= PAGE =
*****
Thursday, March 5, 2009

Billions, Three Million and a Trillion

A long time ago in a galaxy far away a Senator named Everett Dirksen famously said, "a billion here, a billion there, pretty soon you're talking about real money." Back then in the 1960's McDonalds was still bragging about a couple of million burgers served, so a billion bucks was a lot of moolah.

A bit after that, in late 1970 or so, a Supply Department Ensign I had gotten to know asked me over breakfast aboard the Enterprise if I could help him out with a little task he had to do preparatory to our departure from Norfolk to go around the Horn to San Francisco. I said "sure."

Shortly I found myself with a .45 on my hip, the first I had ever worn a pistol like an old west gunslinger. I did have some prior experience shooting a .45, although never very accurately after the first shot taught me how violently that sucker was going to kick back each time I pulled the trigger. Later, when I stood in port deck watches alone in Seattle aboard a reserve fleet Destroyer Escort, I again wore a holstered .45, but for all I know that gun wasn't even loaded. We were so blase' about the Navy aboard that ship that I never checked it when it was handed over to me for the watch, and my reliefs never checked it when I handed it over to them.

Anyway, outfitted like Audie Murphy, I joined the Supply Department Ensign, also sporting a loaded .45, and two Marines carrying loaded M16s in a Navy car headed for the a local bank off the base. He went in and was soon followed out by two guards carrying three big suitcases between them.
*****
= ENTRIES =
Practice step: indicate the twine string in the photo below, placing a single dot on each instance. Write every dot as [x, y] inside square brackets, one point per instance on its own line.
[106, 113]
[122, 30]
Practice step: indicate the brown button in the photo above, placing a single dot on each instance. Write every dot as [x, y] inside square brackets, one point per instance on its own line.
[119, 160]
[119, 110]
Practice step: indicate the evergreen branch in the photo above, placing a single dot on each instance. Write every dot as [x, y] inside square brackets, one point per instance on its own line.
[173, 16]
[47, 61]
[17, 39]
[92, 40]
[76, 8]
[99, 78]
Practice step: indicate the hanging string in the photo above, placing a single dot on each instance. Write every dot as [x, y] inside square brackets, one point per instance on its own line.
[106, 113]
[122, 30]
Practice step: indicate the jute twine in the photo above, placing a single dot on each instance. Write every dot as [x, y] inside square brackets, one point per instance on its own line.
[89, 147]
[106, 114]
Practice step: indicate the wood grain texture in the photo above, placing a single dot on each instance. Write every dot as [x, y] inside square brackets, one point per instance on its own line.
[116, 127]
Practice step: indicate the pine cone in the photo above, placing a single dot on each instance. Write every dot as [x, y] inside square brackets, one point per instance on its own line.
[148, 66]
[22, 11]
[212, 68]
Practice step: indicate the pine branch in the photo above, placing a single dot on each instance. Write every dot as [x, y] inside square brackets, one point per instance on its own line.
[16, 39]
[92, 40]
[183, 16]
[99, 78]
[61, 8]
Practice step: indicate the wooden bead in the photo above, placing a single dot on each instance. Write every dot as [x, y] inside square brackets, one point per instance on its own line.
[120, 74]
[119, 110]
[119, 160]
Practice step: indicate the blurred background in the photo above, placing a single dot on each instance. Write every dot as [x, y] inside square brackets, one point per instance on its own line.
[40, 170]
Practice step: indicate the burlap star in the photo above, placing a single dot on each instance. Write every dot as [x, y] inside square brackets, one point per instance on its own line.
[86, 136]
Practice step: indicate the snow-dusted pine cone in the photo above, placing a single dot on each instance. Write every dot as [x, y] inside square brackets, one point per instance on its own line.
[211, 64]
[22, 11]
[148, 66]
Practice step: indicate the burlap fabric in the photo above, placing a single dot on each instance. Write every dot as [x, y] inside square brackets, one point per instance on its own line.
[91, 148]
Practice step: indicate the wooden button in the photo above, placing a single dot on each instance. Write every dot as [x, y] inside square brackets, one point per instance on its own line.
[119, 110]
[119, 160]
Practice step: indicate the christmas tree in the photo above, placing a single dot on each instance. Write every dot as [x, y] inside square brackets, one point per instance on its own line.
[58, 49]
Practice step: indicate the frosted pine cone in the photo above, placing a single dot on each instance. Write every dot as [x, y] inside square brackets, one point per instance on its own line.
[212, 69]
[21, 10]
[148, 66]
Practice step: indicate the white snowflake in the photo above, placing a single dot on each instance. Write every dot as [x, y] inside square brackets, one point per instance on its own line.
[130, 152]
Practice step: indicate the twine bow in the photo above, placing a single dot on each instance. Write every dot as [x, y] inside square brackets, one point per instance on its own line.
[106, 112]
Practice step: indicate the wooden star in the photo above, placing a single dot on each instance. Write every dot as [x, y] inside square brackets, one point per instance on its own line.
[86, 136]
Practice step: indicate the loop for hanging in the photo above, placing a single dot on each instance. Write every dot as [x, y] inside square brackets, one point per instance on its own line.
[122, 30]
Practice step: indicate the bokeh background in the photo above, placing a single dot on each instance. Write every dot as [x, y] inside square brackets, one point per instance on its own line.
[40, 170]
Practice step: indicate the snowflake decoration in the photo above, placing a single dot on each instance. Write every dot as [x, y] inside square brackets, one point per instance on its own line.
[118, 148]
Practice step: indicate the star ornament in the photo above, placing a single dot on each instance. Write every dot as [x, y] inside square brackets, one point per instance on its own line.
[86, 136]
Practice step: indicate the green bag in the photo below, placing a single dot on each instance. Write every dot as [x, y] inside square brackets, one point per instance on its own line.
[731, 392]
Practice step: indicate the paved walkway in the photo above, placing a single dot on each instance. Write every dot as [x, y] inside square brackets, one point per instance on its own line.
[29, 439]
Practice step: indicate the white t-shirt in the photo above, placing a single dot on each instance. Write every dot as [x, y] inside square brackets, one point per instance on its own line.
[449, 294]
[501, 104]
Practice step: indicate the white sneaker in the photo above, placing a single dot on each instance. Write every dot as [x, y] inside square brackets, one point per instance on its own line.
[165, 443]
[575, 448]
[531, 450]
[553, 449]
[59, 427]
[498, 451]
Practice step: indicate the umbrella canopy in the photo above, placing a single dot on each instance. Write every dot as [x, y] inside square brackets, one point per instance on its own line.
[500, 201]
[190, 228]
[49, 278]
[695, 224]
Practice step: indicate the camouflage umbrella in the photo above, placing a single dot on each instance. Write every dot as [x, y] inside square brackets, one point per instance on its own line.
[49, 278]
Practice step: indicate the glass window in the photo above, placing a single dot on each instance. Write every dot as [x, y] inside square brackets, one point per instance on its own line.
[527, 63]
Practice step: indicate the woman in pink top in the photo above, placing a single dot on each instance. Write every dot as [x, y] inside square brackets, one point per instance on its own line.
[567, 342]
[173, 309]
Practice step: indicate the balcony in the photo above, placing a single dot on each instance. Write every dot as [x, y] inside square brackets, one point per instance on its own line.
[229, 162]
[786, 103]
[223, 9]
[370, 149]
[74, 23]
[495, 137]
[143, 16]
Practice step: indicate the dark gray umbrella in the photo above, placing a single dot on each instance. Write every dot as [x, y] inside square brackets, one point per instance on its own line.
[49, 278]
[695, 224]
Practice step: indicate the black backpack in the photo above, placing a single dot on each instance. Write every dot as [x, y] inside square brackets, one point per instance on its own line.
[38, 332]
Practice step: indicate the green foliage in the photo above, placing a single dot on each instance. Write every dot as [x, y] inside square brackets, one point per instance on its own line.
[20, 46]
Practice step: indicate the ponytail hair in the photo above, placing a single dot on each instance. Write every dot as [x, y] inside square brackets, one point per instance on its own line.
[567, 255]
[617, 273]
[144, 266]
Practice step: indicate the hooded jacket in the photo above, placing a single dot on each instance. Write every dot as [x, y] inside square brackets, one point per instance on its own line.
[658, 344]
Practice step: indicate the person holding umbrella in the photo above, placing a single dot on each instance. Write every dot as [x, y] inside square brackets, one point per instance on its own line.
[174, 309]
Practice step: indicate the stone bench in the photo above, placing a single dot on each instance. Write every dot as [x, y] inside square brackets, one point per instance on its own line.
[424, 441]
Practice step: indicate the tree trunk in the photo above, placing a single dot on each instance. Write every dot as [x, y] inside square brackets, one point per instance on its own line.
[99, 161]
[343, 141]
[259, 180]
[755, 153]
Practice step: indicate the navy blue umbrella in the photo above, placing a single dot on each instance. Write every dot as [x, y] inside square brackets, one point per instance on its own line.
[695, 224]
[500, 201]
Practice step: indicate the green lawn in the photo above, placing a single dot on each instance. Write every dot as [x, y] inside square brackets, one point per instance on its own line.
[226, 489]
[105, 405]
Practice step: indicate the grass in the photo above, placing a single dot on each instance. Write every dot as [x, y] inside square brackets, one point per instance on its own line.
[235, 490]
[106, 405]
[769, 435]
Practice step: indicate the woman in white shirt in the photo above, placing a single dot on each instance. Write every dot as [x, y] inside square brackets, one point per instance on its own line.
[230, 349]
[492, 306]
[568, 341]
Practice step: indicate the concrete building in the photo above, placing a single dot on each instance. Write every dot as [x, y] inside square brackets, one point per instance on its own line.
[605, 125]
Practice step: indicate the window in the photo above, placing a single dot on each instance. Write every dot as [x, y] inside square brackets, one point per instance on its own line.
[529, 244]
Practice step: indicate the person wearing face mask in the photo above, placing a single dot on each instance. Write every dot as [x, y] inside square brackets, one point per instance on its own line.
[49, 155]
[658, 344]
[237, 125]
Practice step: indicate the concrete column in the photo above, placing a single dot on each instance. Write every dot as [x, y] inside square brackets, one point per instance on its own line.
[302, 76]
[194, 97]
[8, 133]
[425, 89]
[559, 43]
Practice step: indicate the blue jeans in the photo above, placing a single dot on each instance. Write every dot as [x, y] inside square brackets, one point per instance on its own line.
*****
= EXERCISE REQUIREMENTS =
Rewrite the post from "Shortly I found" up to and including "over to them.", substituting "revolver" for "pistol". You won't need the records.

= THE OUTPUT =
Shortly I found myself with a .45 on my hip, the first I had ever worn a revolver like an old west gunslinger. I did have some prior experience shooting a .45, although never very accurately after the first shot taught me how violently that sucker was going to kick back each time I pulled the trigger. Later, when I stood in port deck watches alone in Seattle aboard a reserve fleet Destroyer Escort, I again wore a holstered .45, but for all I know that gun wasn't even loaded. We were so blase' about the Navy aboard that ship that I never checked it when it was handed over to me for the watch, and my reliefs never checked it when I handed it over to them.